◆ Exercise directions ◆
Rewrite the material below from the line containing "Target: gas burner" through its final line, both included and requests kept, scaling every polygon vertex coordinate in the answers by 0.65 and rounding to whole numbers with halves going up. Leave the pictures out of your version.

◆ Data for the task ◆
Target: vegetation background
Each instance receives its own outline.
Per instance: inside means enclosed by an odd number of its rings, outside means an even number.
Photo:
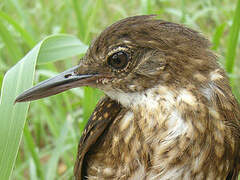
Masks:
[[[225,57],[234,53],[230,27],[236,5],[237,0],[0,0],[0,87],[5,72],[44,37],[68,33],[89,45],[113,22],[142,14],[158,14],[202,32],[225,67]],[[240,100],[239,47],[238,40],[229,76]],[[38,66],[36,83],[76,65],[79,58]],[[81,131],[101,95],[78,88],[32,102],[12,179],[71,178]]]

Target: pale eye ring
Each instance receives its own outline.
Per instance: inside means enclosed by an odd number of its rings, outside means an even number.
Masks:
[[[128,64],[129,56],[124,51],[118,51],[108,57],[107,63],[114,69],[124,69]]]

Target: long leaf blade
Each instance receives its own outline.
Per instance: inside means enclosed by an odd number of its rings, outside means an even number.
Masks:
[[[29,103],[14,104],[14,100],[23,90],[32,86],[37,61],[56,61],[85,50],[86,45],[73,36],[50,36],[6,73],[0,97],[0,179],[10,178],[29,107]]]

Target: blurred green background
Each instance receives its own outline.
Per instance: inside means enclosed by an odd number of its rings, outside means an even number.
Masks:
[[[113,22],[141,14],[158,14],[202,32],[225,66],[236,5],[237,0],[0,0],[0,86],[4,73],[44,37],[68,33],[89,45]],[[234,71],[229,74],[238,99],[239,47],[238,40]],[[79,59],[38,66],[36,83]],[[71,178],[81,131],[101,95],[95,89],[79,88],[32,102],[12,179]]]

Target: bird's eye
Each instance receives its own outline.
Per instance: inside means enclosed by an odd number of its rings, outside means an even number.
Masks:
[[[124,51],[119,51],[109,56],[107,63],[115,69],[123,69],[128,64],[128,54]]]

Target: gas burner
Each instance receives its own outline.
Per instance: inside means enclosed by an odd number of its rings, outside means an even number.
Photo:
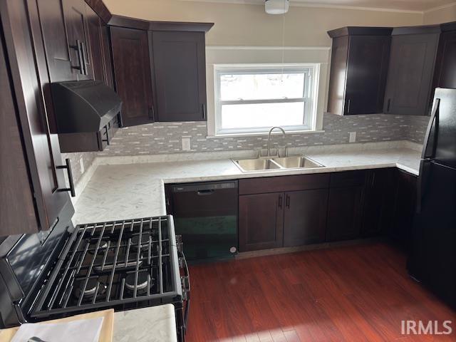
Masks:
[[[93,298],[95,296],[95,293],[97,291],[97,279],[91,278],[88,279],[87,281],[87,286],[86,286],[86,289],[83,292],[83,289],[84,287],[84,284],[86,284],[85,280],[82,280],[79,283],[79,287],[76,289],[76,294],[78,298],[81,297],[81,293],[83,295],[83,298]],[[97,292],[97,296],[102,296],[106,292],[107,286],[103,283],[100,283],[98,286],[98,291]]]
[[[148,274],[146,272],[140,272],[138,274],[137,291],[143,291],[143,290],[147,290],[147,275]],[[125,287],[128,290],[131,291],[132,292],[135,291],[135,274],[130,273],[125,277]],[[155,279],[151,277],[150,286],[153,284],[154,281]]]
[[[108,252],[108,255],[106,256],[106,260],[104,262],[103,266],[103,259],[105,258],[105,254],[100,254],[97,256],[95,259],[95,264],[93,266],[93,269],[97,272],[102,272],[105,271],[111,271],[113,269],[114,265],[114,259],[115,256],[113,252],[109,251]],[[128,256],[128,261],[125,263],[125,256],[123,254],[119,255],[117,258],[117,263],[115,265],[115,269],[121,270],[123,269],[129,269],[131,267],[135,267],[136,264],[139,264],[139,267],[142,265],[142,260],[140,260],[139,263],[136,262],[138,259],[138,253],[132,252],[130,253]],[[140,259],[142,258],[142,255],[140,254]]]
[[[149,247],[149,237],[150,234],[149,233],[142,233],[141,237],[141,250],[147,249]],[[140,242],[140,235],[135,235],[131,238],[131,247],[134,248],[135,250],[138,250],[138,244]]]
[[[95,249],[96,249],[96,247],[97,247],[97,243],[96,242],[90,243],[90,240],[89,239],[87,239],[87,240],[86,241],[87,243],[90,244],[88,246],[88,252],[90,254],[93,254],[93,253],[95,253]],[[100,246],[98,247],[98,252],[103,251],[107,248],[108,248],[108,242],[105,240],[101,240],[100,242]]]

◆ Complete answer ◆
Target: gas burner
Each instance receives its own outline.
Per instance: inside means enclosed by an odd number of its rings, outside means an even number.
Photo:
Masks:
[[[60,194],[62,192],[62,190],[63,189],[63,181],[59,181],[57,181],[57,183],[57,186],[56,186],[56,188],[54,190],[54,188],[55,187],[55,185],[56,185],[55,182],[53,182],[51,184],[51,187],[49,188],[49,191],[51,194],[53,193],[53,190],[54,192],[54,194]],[[63,190],[63,192],[66,192],[69,190],[70,186],[67,184],[65,184],[64,186],[64,189]]]
[[[96,178],[95,177],[91,177],[90,178],[89,189],[93,189],[93,189],[96,189],[96,179]],[[81,187],[83,189],[85,189],[86,190],[88,189],[88,178],[85,177],[81,180]],[[101,181],[98,180],[98,186],[99,185],[100,183]]]
[[[70,164],[70,166],[69,166],[69,169],[68,170],[67,173],[67,168],[68,168],[68,165],[65,165],[63,166],[62,168],[62,172],[60,173],[60,175],[63,177],[66,177],[68,176],[72,176],[73,175],[74,172],[74,168],[75,166],[73,164],[71,163]],[[83,166],[83,170],[81,171],[81,166],[80,165],[77,166],[76,168],[76,171],[75,172],[75,175],[79,176],[80,175],[84,175],[85,174],[88,174],[88,172],[90,172],[90,174],[92,172],[92,169],[91,169],[90,171],[88,170],[90,168],[90,164],[86,164],[85,164]],[[91,168],[92,168],[92,166],[91,165]]]
[[[97,161],[97,154],[98,152],[97,151],[92,151],[92,154],[92,163],[96,162]],[[91,157],[91,153],[88,153],[85,155],[85,161],[87,161],[88,163],[90,163],[90,159]]]
[[[62,162],[62,162],[62,161],[63,161],[63,158],[62,157],[59,158],[59,156],[58,155],[57,155],[57,156],[56,157],[57,158],[59,159],[57,160],[57,164],[59,165],[60,165],[60,164],[62,164]],[[65,160],[64,161],[64,164],[67,163],[70,161],[70,161],[70,157],[68,156],[66,156],[65,157]]]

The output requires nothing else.